* _The request_
Would you extract the whole listing below and retype it exactly?
## Begin Data excerpts
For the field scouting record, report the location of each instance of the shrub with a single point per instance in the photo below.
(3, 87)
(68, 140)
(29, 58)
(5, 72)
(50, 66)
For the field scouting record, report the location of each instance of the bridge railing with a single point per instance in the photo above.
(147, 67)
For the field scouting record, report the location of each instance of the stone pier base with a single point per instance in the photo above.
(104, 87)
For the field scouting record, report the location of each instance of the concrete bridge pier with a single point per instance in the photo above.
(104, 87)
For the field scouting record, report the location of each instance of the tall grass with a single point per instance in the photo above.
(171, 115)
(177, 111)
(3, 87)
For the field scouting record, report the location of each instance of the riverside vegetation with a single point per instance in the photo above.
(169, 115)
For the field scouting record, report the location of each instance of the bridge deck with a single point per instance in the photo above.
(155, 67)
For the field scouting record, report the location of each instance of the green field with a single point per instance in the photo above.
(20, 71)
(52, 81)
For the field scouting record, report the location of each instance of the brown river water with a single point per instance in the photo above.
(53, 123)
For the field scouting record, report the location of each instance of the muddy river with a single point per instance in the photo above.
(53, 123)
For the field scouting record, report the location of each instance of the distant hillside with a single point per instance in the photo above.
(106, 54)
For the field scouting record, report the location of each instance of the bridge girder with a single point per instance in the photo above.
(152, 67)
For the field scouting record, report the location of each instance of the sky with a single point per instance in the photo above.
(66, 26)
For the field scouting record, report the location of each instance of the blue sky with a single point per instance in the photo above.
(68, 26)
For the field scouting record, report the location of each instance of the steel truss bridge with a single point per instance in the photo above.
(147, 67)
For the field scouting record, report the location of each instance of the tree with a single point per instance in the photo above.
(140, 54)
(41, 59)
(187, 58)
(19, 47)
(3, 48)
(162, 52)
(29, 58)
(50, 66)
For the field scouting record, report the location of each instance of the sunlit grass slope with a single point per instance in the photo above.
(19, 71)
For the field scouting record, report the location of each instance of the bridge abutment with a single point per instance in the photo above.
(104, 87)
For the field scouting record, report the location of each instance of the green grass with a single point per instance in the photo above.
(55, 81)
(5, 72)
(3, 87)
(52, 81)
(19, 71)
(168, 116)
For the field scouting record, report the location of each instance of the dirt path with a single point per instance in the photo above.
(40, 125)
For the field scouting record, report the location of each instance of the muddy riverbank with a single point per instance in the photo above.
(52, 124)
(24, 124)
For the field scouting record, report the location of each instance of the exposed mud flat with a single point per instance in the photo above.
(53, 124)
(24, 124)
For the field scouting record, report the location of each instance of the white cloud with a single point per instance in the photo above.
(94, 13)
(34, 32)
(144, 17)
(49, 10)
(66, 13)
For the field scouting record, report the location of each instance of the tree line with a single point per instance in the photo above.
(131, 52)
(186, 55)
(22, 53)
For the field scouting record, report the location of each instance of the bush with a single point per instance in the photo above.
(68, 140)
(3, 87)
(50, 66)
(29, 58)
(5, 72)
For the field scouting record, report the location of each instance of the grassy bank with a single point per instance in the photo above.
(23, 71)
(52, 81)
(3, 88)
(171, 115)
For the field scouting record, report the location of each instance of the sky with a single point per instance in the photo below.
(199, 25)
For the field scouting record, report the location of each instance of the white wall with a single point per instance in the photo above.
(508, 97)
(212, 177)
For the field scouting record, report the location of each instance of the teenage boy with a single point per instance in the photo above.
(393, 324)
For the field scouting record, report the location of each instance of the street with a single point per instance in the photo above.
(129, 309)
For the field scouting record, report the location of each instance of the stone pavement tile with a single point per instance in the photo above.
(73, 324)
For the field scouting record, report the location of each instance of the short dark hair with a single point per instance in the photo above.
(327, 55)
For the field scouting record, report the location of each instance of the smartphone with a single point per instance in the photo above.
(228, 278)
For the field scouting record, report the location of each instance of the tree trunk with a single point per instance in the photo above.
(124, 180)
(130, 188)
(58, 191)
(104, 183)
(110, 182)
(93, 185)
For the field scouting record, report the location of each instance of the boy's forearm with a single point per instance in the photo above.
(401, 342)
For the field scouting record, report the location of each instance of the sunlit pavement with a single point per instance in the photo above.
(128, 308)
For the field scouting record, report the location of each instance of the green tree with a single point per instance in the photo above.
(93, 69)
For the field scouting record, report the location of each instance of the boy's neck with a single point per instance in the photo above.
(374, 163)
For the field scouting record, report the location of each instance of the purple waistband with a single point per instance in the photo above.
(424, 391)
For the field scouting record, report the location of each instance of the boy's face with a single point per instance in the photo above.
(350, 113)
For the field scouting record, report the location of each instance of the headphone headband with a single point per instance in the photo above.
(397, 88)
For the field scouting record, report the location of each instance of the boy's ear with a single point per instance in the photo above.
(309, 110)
## End Data excerpts
* _Finished task_
For the field scouting record, report the location of each instance of the shrub with a single point per instance in the photo below.
(3, 87)
(68, 140)
(29, 58)
(5, 72)
(50, 66)
For the field scouting record, report the location of each instance of the bridge railing with a single point per instance in the photo above.
(147, 67)
For the field scouting record, report the location of each instance of the stone pier base with a single point per instance in the photo above.
(104, 87)
For the field scouting record, report the location of each instance of the concrete bridge pier with a single point per instance in the photo above.
(104, 87)
For the field scouting record, report the location of each instance of the tall grass with a single point per instance in the photo above.
(171, 115)
(177, 111)
(3, 87)
For the field scouting record, report the location of each instance of the riverside vegetation with a single point per instance in the photo above.
(169, 115)
For the field scouting record, report the location of each instance of the bridge deck with a single point per instance in the photo above.
(155, 67)
For the field scouting record, report the location of each instance of the green field with a single point per instance in the photo above.
(20, 71)
(52, 81)
For the field scouting record, report the location of each instance of the brown river water with a single point per instance in the photo above.
(53, 123)
For the field scouting record, report the location of each instance of the muddy river with a single point per instance in the photo above.
(53, 123)
For the field scouting record, report the location of each instance of the distant hillside with a single point per instance in the photo above.
(106, 54)
For the field scouting record, report the location of each instance of the bridge girder with a single point per instance in the photo above.
(152, 67)
For the field scouting record, report the location of each instance of the sky with a single point per instance in the photo above.
(66, 26)
For the field scouting record, report the location of each instance of the blue sky with a single point per instance in the photo above.
(68, 26)
For the field scouting record, report the location of each instance of the steel truss bridge with a single point per instance in the photo above.
(147, 67)
For the field scouting record, report the location of each instance of the tree with a single point per instance in the photo above.
(140, 54)
(41, 59)
(187, 58)
(19, 47)
(3, 48)
(162, 52)
(29, 58)
(50, 66)
For the field scouting record, report the location of each instance of the sunlit grass slope with a single point per instance in the photo above.
(19, 71)
For the field scouting record, report the location of each instance of the bridge abutment with a single point per instance in the photo above.
(104, 87)
For the field scouting record, report the location of each instance of the green grass with a single point per instance in the photo above.
(55, 81)
(5, 72)
(3, 87)
(52, 81)
(19, 71)
(168, 116)
For the field scouting record, report the location of each instance of the dirt path with a single point per instance in the photo above.
(40, 125)
For the field scouting record, report the location of each instance of the muddy riverbank with a single point per instance in the photo above.
(52, 124)
(24, 124)
For the field scouting record, report the location of each instance of the exposed mud flat with a single point per instance in the photo above.
(53, 124)
(24, 124)
For the field scouting record, report the location of each instance of the white cloud with a single point per instance in the photo above.
(94, 13)
(34, 32)
(144, 17)
(49, 10)
(66, 13)
For the field scouting record, report the location of each instance of the tree line with a single point per instance in the photo above.
(131, 52)
(186, 55)
(22, 53)
For the field scouting record, report the location of each instance of the bush with a single point per instance in the photo above.
(68, 140)
(3, 87)
(50, 66)
(29, 58)
(5, 72)
For the field scouting record, report the location of each instance of the grassy bank with a single point per instance in the photo above.
(23, 71)
(52, 81)
(3, 88)
(171, 115)
For the field scouting record, report the location of each instance of the sky with a single point per instance in the photo below.
(199, 25)
For the field scouting record, report the location of each instance of the white wall with a single point per instance in the photo above.
(508, 97)
(212, 177)
For the field scouting record, report the location of each instance of the teenage boy with a single point per instance in the photo above.
(393, 324)
For the field scouting record, report the location of each instance of the street with a single point per instance in the photo above.
(129, 309)
For the field scouting record, report the location of each instance of the stone pavement tile with a single point per instance in the photo above.
(73, 324)
For the field scouting record, report the location of each instance of the short dark hair with a single point per instance in the photo above.
(327, 55)
For the field scouting record, report the location of each instance of the smartphone with a single point per instance in the photo above.
(228, 278)
For the field scouting record, report the location of each instance of the tree trunk with a single point per instance in the photo above.
(124, 180)
(130, 188)
(58, 191)
(104, 183)
(110, 182)
(93, 185)
For the field scouting record, report the location of each instance of the boy's forearm with a single point per instance in the photo above.
(401, 342)
For the field scouting record, report the location of each instance of the sunlit pavement with a single point per instance in the photo above.
(128, 308)
For the field scouting record, report the location of each instance of the green tree with a single point per instance in the photo above.
(93, 69)
For the field scouting record, report the location of each instance of the boy's neck with a single point per instance in the photo above.
(374, 163)
For the field scouting record, report the location of each instance of the purple waistband with a single point per instance in the photo above.
(424, 391)
For the field scouting record, report the location of each instance of the boy's face with a single point per instance in the photo above.
(350, 113)
For the field scouting record, report the location of each instance of the headphone headband with a single point per instance in the photo above.
(397, 88)
For the field scouting record, report the location of each instance of the boy's ear with a single point per instance in the photo above.
(309, 110)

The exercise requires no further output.